**GIVEN DATA**
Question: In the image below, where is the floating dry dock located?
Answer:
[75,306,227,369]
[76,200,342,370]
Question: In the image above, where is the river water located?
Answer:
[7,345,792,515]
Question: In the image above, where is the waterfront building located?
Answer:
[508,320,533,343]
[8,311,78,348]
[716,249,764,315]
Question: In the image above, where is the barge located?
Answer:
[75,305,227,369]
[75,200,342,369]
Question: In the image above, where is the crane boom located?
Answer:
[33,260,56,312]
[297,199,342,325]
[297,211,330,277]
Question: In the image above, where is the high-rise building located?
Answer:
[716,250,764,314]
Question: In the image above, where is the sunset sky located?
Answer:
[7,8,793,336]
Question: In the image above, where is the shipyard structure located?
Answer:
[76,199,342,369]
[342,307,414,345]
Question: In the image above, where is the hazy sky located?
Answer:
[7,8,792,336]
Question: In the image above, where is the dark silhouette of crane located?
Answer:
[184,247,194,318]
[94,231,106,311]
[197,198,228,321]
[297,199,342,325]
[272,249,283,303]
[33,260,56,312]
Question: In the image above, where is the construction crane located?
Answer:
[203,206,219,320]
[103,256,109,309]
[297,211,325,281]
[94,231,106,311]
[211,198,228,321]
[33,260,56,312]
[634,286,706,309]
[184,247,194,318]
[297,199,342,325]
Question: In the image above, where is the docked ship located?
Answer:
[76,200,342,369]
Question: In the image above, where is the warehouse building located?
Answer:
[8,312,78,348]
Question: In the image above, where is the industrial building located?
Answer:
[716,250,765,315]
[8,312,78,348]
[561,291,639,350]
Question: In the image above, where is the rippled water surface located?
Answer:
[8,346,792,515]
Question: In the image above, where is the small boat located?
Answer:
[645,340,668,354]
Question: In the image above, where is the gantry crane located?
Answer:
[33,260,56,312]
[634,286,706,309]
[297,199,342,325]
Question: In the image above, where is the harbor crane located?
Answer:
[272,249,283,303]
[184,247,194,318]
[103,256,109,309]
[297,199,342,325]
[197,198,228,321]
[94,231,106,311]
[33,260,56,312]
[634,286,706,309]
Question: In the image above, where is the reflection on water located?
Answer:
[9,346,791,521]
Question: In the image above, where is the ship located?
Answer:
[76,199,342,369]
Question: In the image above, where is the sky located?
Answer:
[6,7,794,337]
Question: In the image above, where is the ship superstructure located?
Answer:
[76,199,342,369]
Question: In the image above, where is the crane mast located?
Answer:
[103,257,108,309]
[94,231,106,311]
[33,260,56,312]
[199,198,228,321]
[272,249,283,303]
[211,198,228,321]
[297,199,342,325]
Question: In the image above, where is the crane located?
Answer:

**EXERCISE DETAILS**
Transcribe, word for word, every line from the one containing "Question: In the image above, where is the reflection" through the final line of the entries, and nothing else.

**TASK OUTPUT**
Question: In the image above, where is the reflection on water located?
Answer:
[9,346,791,521]
Question: In the image above, where is the ship located?
Answer:
[76,199,342,369]
Question: In the image above, where is the sky located?
Answer:
[6,7,794,337]
Question: In the image above, where is the ship superstructure located?
Answer:
[76,199,342,369]
Question: In the image above, where is the crane mast located?
Answer:
[103,257,108,309]
[94,231,106,311]
[33,260,56,312]
[199,198,228,321]
[272,249,283,303]
[211,198,228,321]
[297,199,342,325]
Question: In the image above, where is the crane located?
Answer:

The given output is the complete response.